Study material:
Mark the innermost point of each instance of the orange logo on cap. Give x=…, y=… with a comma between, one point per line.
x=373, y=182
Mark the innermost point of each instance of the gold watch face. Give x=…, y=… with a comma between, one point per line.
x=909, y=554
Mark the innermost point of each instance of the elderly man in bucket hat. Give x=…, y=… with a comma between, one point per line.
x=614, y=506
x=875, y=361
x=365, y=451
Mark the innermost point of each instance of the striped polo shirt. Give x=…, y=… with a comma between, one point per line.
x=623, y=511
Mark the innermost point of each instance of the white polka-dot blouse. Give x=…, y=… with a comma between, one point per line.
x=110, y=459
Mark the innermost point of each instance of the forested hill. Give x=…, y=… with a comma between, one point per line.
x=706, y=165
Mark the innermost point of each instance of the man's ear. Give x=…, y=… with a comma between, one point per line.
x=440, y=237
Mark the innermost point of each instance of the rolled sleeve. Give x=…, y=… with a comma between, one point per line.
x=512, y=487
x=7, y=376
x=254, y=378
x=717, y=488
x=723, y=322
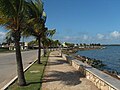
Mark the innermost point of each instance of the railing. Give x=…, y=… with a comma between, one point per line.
x=102, y=80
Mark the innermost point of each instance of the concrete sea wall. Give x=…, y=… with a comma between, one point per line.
x=102, y=80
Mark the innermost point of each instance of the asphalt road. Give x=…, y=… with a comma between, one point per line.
x=8, y=65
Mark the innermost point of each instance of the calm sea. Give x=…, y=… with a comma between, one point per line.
x=110, y=56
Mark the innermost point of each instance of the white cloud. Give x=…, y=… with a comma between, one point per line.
x=100, y=36
x=115, y=34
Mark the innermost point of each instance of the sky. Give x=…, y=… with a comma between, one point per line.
x=83, y=21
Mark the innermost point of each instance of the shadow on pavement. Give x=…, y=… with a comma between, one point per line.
x=58, y=62
x=67, y=78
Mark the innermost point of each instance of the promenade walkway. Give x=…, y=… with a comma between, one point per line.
x=59, y=75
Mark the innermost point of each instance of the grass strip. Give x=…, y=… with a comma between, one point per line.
x=33, y=76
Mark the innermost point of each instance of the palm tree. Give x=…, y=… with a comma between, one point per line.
x=36, y=22
x=12, y=16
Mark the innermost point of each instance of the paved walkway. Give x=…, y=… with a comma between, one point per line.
x=59, y=75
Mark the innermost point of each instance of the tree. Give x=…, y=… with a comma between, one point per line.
x=12, y=16
x=36, y=22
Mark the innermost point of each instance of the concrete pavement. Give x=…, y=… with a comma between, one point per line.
x=8, y=65
x=59, y=75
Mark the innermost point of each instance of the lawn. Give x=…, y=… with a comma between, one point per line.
x=33, y=76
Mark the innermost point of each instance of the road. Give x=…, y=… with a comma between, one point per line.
x=8, y=65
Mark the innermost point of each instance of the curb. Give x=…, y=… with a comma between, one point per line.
x=15, y=78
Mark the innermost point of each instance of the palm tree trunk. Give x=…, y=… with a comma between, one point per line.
x=21, y=78
x=39, y=50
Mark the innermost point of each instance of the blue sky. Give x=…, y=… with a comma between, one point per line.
x=83, y=21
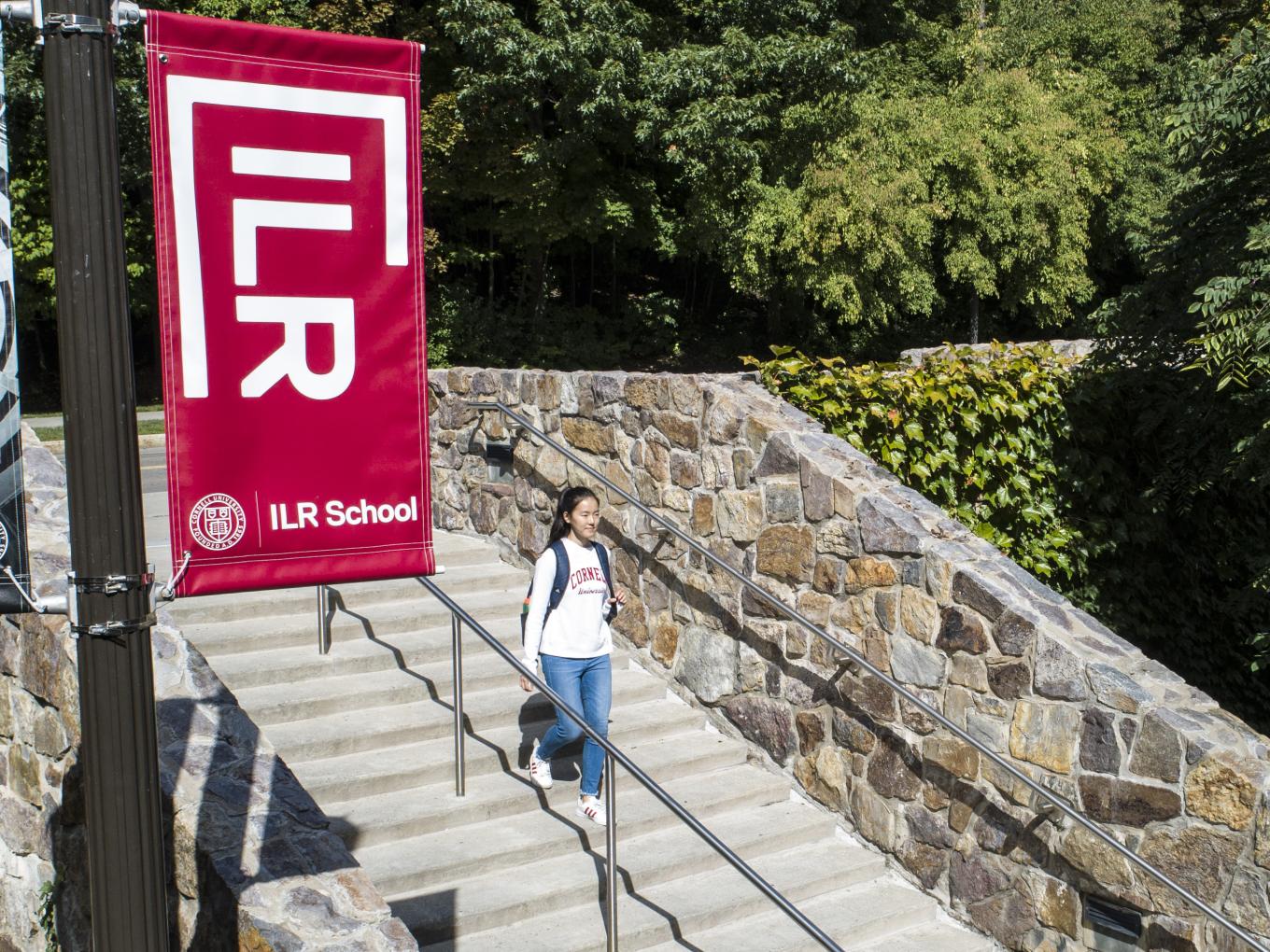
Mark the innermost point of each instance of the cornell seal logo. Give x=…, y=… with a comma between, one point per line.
x=218, y=522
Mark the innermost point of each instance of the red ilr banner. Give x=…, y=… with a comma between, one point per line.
x=289, y=222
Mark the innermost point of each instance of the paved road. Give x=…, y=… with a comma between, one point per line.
x=154, y=479
x=56, y=419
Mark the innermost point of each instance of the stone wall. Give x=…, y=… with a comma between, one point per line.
x=1009, y=660
x=254, y=864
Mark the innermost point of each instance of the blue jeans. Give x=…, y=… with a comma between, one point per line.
x=587, y=686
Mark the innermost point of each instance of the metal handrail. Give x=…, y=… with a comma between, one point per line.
x=859, y=659
x=613, y=754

Work to be completed: Beginning at the line that contains "Mark the innermost point of each instance of the cornell", give again every line down to the end of the material, exactly as written, and stop there.

Solution:
Mark the innermost point of each instance of the cornell seal logo. Give x=…, y=… with a comma between, one point per line.
x=218, y=522
Mark the innermost point of each instance of the red ilr banner. Give x=…, y=… with a comma between, one point per line.
x=289, y=222
Mark the innermost point of each instance of the paved road. Give x=…, y=… with a comma between, one point per line.
x=154, y=479
x=56, y=419
Mark the innermost point of each instance of the stone wall. Give x=…, y=… with a comma between, one point per line.
x=1009, y=660
x=254, y=864
Mark the innermost point of each instance of the blue jeans. Give x=…, y=… with a comma between, one point per line.
x=587, y=686
Mark the innermost point of each instance of the metal handrail. Give x=…, y=… with a comma between, one point per line.
x=859, y=659
x=613, y=754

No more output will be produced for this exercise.